• _TASK DATA_
● ● ● ● ●

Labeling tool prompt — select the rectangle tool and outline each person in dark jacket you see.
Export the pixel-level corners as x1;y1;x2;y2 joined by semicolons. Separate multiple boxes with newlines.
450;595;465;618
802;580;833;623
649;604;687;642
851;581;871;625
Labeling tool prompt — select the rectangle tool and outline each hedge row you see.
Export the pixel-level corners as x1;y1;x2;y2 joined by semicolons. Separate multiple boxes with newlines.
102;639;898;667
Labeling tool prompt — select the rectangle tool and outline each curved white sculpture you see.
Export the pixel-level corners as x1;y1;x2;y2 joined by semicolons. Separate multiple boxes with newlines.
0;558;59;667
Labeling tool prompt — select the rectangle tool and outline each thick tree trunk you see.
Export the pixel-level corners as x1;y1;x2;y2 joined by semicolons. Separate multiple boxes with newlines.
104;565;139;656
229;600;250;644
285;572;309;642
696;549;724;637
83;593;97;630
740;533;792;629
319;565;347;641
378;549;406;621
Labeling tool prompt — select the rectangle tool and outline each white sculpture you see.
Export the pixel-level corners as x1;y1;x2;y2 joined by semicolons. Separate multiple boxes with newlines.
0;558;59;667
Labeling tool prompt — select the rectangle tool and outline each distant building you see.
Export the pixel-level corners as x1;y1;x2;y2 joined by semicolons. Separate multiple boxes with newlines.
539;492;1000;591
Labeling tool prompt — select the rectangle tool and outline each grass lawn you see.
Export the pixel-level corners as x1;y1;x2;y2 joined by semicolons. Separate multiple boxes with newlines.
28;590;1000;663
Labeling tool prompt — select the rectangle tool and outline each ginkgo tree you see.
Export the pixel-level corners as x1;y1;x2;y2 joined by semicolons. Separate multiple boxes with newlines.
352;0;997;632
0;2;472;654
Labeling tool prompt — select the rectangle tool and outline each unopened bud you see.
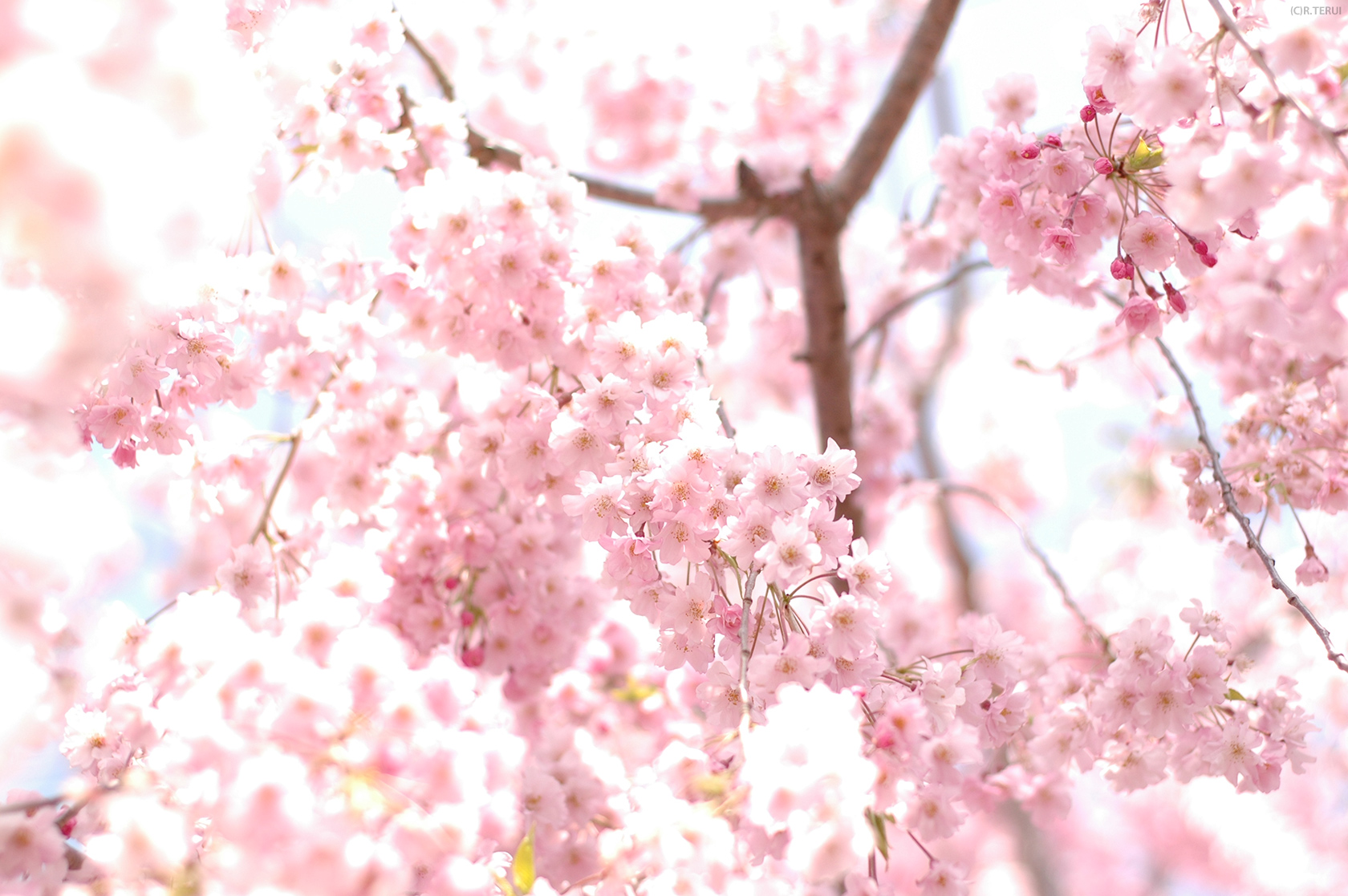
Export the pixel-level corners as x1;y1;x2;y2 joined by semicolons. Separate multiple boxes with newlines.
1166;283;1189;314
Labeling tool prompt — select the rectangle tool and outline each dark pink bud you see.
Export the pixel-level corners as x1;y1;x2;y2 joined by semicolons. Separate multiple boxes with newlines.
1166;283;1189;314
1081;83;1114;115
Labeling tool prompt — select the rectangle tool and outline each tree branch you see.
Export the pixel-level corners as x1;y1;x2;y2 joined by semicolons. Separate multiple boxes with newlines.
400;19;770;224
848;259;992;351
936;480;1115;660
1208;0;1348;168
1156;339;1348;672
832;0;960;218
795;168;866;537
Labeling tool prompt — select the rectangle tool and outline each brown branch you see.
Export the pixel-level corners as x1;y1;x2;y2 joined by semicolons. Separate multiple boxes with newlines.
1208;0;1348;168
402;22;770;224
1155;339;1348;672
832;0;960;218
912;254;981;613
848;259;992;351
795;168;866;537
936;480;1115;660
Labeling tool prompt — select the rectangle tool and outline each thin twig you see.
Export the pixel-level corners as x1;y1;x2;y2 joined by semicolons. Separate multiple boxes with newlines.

● ● ● ● ●

• _TASK STATEMENT_
Count the lines above that contain the string "tree", and give only the number.

• _FINISHED TASK_
3